Dataset entries
....

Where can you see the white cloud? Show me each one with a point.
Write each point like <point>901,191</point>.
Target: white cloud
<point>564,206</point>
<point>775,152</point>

....

GIVEN TASK -
Render every line of the listing above as a Markdown table with two columns, No. and Line, giving each row a number and skipping blank lines.

FINAL RESULT -
| No. | Line |
|---|---|
| 1 | Where can you see the white cloud? Show me each one with a point. |
| 2 | Write each point like <point>901,191</point>. |
| 3 | Target: white cloud |
| 4 | <point>564,206</point> |
| 5 | <point>775,152</point> |